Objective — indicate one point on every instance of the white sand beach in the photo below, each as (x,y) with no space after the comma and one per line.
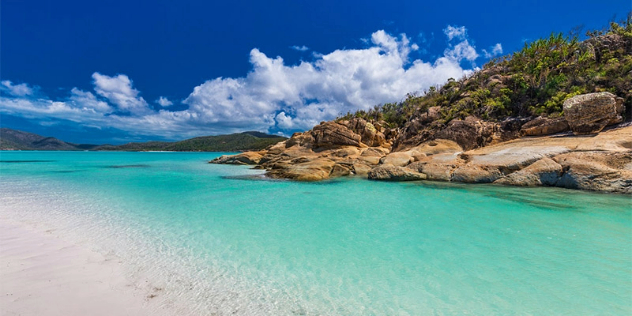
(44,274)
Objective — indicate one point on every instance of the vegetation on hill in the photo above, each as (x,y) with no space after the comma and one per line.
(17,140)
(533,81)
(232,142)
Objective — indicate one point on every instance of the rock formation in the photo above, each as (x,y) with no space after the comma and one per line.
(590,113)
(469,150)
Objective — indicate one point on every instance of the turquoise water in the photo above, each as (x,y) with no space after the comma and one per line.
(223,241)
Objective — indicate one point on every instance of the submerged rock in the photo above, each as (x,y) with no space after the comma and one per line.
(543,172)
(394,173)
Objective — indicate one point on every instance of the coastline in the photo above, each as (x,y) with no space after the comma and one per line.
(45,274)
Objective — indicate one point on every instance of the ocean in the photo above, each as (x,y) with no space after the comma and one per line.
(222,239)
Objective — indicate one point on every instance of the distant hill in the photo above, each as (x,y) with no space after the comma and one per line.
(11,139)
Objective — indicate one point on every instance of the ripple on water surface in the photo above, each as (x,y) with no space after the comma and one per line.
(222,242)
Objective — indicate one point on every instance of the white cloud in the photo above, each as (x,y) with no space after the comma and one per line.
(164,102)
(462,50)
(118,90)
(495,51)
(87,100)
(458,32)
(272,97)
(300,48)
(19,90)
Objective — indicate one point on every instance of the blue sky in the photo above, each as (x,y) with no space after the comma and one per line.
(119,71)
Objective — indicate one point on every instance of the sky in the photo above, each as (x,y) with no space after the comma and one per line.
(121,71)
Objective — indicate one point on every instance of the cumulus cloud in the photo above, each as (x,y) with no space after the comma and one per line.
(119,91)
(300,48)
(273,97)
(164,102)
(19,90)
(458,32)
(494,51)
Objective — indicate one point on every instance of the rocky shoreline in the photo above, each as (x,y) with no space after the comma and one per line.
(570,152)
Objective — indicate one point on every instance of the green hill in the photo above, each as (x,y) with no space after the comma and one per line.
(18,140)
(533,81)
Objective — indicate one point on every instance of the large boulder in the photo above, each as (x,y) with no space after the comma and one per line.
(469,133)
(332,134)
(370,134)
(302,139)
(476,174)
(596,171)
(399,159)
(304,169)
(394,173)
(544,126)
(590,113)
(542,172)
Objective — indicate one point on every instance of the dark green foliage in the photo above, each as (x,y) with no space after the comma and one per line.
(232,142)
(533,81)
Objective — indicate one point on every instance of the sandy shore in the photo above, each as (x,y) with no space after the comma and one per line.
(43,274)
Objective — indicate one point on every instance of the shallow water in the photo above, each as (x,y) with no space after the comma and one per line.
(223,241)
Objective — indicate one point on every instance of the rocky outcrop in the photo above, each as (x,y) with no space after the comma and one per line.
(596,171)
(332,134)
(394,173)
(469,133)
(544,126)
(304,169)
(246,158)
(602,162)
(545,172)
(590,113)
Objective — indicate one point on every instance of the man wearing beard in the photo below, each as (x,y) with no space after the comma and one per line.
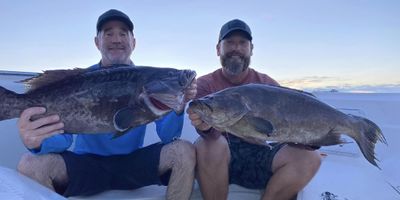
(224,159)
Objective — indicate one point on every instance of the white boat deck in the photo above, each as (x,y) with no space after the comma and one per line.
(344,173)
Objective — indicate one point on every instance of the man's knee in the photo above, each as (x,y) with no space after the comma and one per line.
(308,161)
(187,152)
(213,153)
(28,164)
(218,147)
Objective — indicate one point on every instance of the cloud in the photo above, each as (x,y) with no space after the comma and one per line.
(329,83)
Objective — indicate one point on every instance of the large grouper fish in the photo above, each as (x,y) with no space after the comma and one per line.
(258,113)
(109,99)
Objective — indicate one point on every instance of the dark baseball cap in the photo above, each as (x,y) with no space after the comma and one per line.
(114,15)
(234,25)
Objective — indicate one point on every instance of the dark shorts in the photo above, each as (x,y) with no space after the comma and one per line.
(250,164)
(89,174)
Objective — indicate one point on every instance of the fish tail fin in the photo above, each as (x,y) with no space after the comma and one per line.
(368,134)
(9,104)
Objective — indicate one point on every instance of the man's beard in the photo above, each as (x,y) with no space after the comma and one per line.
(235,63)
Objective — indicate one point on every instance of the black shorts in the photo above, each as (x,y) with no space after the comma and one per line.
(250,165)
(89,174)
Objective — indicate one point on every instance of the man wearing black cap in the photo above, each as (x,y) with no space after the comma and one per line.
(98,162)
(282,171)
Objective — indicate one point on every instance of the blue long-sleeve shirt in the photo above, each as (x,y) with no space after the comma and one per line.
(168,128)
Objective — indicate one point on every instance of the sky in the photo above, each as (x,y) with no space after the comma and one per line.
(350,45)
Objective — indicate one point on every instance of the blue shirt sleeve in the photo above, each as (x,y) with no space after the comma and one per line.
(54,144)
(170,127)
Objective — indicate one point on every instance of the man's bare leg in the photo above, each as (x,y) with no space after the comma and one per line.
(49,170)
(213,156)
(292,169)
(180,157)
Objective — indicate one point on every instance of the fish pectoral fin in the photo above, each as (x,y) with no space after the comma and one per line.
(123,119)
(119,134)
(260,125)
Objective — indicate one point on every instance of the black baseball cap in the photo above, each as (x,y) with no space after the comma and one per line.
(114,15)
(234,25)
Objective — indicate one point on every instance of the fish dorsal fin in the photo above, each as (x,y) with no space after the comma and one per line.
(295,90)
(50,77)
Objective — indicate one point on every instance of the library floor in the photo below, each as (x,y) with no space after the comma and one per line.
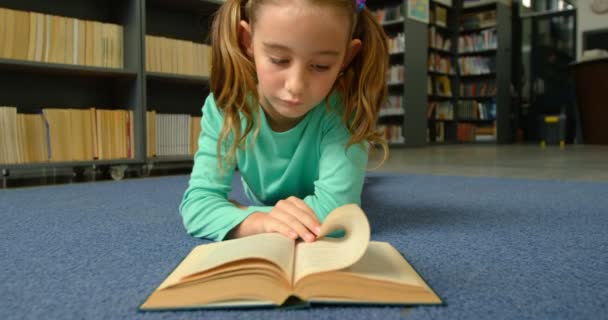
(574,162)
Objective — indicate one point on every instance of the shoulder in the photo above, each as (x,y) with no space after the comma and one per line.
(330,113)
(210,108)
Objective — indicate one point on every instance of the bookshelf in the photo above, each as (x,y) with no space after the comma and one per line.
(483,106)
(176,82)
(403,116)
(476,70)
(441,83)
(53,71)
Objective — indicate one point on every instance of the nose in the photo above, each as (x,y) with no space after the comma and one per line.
---------------
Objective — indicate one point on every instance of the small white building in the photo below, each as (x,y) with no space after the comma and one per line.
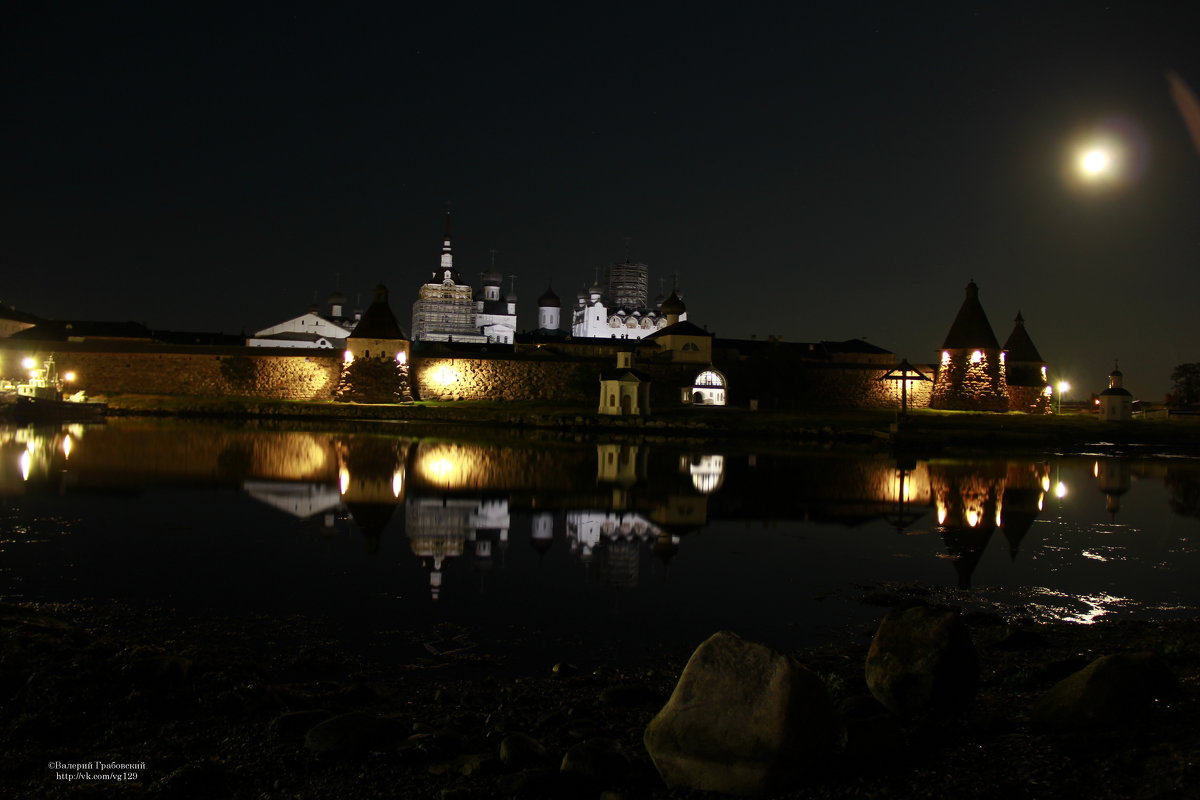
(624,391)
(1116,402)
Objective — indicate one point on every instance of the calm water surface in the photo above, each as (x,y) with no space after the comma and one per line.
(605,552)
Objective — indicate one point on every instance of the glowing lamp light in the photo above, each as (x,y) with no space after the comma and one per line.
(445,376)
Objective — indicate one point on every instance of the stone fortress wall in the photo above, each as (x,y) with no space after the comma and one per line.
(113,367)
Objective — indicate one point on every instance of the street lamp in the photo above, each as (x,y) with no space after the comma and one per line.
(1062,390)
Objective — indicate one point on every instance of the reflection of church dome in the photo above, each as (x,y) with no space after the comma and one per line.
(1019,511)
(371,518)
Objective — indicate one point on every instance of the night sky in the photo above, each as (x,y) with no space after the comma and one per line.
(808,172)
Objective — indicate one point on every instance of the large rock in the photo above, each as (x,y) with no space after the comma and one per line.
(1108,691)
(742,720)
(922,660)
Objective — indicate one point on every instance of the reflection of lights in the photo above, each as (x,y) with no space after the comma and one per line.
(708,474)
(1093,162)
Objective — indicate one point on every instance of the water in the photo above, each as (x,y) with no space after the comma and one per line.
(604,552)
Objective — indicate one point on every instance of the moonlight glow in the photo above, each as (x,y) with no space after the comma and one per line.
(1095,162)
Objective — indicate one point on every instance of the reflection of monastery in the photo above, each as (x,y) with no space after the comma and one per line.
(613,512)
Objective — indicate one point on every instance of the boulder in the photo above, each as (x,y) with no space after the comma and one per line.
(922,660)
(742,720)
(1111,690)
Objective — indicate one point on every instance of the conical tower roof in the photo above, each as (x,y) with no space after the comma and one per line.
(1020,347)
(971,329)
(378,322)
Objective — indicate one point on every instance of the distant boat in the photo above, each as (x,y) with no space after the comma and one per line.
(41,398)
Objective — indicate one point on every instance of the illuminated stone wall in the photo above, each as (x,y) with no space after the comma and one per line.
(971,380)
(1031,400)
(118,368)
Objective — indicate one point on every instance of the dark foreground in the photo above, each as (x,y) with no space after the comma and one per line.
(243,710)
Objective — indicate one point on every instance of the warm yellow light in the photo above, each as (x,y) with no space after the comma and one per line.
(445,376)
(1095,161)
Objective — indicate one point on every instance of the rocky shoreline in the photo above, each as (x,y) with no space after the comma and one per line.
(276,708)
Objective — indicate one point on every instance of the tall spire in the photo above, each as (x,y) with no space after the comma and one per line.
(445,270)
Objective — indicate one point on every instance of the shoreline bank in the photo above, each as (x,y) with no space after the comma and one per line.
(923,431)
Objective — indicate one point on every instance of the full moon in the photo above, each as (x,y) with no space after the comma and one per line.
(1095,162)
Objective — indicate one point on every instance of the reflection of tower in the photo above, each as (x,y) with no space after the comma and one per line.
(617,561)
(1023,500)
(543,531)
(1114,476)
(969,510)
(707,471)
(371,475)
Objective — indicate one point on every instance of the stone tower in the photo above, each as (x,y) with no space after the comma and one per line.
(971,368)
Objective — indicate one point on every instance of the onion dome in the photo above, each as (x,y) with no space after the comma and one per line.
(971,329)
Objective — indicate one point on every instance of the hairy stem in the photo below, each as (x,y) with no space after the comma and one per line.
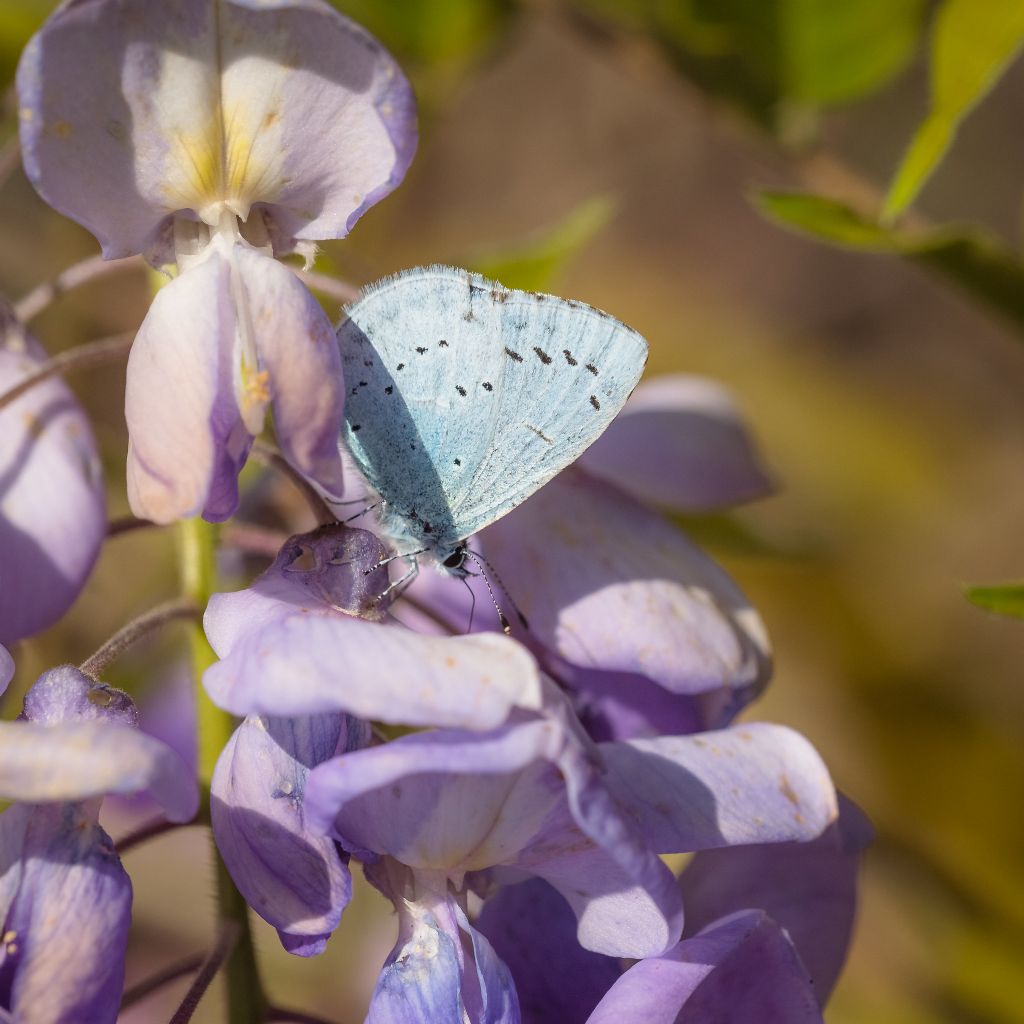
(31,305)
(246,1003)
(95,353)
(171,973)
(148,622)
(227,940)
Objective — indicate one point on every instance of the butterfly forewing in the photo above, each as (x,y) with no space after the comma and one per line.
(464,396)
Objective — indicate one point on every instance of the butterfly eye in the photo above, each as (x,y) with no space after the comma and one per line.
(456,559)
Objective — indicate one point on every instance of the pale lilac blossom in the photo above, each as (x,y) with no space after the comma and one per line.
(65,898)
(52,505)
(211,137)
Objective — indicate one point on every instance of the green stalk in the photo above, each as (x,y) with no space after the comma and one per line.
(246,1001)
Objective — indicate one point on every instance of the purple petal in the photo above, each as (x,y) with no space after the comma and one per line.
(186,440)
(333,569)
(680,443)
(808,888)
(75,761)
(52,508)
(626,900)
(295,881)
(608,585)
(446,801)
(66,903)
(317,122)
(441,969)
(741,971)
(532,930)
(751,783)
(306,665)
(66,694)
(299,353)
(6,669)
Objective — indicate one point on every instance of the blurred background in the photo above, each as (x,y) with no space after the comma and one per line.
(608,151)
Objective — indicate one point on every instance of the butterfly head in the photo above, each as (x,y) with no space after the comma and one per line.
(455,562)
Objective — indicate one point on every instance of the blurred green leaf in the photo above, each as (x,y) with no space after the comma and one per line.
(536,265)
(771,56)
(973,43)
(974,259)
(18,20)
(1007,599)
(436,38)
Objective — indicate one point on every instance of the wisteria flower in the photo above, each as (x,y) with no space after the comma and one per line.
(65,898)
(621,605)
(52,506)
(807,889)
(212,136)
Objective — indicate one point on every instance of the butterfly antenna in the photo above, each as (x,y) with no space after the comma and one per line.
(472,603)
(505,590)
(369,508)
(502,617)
---------------
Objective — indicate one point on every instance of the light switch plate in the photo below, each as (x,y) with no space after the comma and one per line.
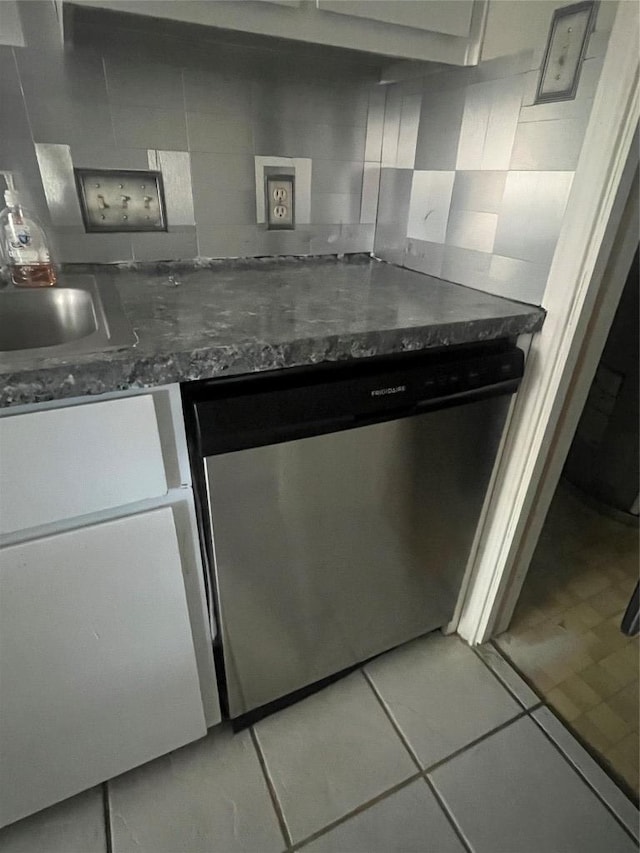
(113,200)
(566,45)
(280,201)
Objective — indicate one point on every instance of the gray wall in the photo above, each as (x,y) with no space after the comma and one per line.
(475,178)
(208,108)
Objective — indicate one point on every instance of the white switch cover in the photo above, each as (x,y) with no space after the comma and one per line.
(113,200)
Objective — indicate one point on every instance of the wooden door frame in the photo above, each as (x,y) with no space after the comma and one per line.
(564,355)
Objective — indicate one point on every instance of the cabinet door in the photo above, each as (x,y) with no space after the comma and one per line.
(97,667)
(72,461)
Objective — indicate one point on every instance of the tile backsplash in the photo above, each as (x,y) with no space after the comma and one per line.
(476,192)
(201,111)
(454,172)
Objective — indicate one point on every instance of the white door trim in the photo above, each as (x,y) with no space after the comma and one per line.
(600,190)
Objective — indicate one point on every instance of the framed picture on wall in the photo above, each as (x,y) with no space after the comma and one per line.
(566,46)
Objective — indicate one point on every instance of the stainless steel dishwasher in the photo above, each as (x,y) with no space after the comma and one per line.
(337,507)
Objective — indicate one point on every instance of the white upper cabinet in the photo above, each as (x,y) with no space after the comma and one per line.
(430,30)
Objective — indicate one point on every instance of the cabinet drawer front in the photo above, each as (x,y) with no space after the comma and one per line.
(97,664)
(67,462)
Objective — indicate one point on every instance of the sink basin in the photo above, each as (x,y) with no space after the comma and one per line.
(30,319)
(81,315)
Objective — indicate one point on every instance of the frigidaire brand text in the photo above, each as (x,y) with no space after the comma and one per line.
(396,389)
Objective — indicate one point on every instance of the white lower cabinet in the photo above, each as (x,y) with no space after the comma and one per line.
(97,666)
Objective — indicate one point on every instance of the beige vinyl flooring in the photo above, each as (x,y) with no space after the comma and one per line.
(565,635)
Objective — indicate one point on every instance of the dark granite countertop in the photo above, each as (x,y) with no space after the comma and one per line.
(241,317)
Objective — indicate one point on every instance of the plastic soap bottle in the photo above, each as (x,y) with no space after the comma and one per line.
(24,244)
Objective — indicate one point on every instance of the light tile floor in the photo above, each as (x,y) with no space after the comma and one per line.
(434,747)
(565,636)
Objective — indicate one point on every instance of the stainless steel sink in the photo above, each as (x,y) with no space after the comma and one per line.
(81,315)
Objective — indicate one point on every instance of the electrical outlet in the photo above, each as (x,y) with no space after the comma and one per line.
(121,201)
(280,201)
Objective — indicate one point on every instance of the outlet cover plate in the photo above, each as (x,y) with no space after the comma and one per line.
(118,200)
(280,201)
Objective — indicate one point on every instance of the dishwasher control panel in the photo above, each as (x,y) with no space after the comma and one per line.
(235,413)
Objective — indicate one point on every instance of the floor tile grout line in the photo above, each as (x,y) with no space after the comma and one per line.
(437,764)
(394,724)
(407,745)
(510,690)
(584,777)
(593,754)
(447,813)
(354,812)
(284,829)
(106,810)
---------------
WHAT YOU WILL DO: How many lines of the material above contain the word "wearing"? Reply with the number alone.

SOLUTION TO THE PROBLEM: 2